**Task brief**
Where a line in the records holds "lines", count it once; return only the final number.

Data records
===============
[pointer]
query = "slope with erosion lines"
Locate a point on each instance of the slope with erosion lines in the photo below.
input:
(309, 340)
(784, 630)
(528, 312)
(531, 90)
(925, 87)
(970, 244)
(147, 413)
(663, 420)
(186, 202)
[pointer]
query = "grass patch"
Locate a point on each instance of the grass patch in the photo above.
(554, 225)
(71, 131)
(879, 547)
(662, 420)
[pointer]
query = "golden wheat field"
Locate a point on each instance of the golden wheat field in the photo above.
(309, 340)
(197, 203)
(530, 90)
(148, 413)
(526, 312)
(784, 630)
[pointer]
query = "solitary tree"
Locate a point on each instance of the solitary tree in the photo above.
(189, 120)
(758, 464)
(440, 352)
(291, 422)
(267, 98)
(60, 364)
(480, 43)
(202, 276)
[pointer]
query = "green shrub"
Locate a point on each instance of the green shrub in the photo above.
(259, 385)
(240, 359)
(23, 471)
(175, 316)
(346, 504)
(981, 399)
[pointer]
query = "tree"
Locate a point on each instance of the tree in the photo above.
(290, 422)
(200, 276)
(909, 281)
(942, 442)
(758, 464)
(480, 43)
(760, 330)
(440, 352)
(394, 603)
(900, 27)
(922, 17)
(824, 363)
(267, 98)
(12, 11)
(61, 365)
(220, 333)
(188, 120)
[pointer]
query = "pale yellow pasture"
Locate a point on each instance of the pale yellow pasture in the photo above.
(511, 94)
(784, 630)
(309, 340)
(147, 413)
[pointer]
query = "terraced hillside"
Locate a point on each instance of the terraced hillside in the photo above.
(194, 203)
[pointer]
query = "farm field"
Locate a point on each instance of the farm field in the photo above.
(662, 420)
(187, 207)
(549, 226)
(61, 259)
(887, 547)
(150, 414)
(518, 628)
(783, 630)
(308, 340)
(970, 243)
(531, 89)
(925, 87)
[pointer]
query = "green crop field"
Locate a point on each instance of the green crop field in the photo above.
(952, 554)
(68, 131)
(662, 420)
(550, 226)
===============
**Response for this exercise**
2